■ **Record set**
*** Block opens ***

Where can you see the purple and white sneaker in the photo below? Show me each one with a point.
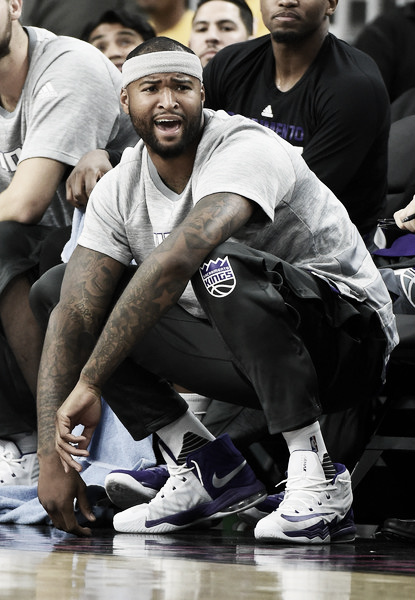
(128, 488)
(314, 510)
(215, 481)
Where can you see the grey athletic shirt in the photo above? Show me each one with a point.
(69, 105)
(298, 219)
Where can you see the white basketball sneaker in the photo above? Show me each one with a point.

*** Block closes ***

■ **What you are asked to do**
Each line above must be set down exactly, though no picture should be carried over.

■ **Your solution**
Where can you see the purple and white sneaker in the photo below? Show me each one with a point.
(128, 488)
(314, 510)
(215, 481)
Where can you see the grey athletic shirt in the photo above? Show me each one with a point.
(69, 105)
(298, 219)
Where can you see the white basketball sneaker in the photo above? Show me each one with a point.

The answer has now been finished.